• _Vorgegebener Text_
Gacaca bedeutet „Grasfeld“ – die Wiese, auf welcher traditionell die
Gemeinde zusammenkommt, um Streitigkeiten auszudiskutieren. In den letzten
Jahren wurden auf Gacaca-Gerichten in Ruanda die Verbrechen von 1994
aufgearbeitet, als 800.000 Menschen, meist Tutsi, grausam ermordet wurden.
In Nyanza brachten Hutu-Milizen in der Grundschule rund 2.500 Frauen und
Kinder um, kurz nachdem die UNO-Blauhelme abgezogen waren und die Menschen,
die in den Klassenzimmern Schutz gesucht hatten, ihrem Schicksal überlassen
hatten.
Heute wachsen lila Blümchen auf den Massengräbern rund um die Schule. Die
einst blutverschmierten Klassenzimmer wurden renoviert, die Wände frisch
gestrichen. Nur ein Denkmal mit den eingravierten Namen der Opfer erinnert
noch an das Massaker.

• _Übungsaufgaben_
A) Welche Bedeutung hat das Wort Gacaca laut dem Text über die Gacaca-Gerichte?
B) Prüfe anhand des Textes über die Gacaca-Gerichte, ob jede Aussage stimmt: (i) In der Grundschule von Nyanza wurden rund 2.500 Frauen und Kinder umgebracht. (ii) Die Klassenzimmer der Schule sind bis heute unverändert. (iii) Das Massaker geschah, bevor die UNO-Blauhelme abzogen.
C) Schreibe den Text über die Gacaca-Gerichte in Ruanda im Anschluss an seinen letzten Satz weiter.

• _Erfasste Daten_

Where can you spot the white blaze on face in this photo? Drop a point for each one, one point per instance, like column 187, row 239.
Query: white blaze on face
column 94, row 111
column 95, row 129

• _Lösungen_
A) Gacaca bedeutet „Grasfeld“, die Wiese, auf der traditionell die Gemeinde zusammenkommt, um Streitigkeiten auszudiskutieren.

B)
(i) Ja: „In Nyanza brachten Hutu-Milizen in der Grundschule rund 2.500 Frauen und Kinder um“
(ii) Nein: „Die einst blutverschmierten Klassenzimmer wurden renoviert, die Wände frisch gestrichen.“
(iii) Nein: „kurz nachdem die UNO-Blauhelme abgezogen waren“

C)
Doch die Vergangenheit lässt sich in Ruanda nicht so einfach ausblenden. In
den wöchentlichen Gacaca-Prozessen wurden die Erinnerungen an den
Völkermord zwangsläufig lebendig gehalten. Uwayezu sitzt auf einem Schemel
vor seiner Lehmhütte und zieht Bilanz. Als einer der erster Richter in
Ruanda hat er seiner 660 Gacaca-Prozesse bereits abgewickelt. Es war nicht
leicht, gibt er zu. „Doch ohne Gacaca wäre die Situation in Nyanza heute
noch viel schwieriger. Wir können die Vergangenheit nun hinter uns lassen.“
16 Jahre nach dem Genozid werden in Ruanda jetzt die Gacaca-Akten
geschlossen. Damit neigt sich ein entscheidendes Kapitel in Ruandas
Geschichte seinem Ende entgegen. Nur noch rund 1.000 Fälle befinden sich
derzeit im Berufungsverfahren und werden im Laufe dieses Jahres
abgewickelt.
Nach Bürgerkrieg und Völkermord musste das Land die Justiz von null
aufbauen. Bis zum Jahr 2002 gab es immerhin rund 7.000 Prozesse.
Währenddessen aber warteten bis zu 135.000 mutmaßliche Täter in den
Gefängnissen auf ihre Verfahren. Das UN-Tribunal für Ruanda klagte zugleich
lediglich 80 Hauptverantwortliche des Völkermords an. So war Gacaca eine
pragmatische Lösung: Statt tausende Zeugen zu überforderten Gerichten in
die Städte zu beordern, ging die Justiz aufs Land und ernannte Dorfrichter
wie Uwayezu.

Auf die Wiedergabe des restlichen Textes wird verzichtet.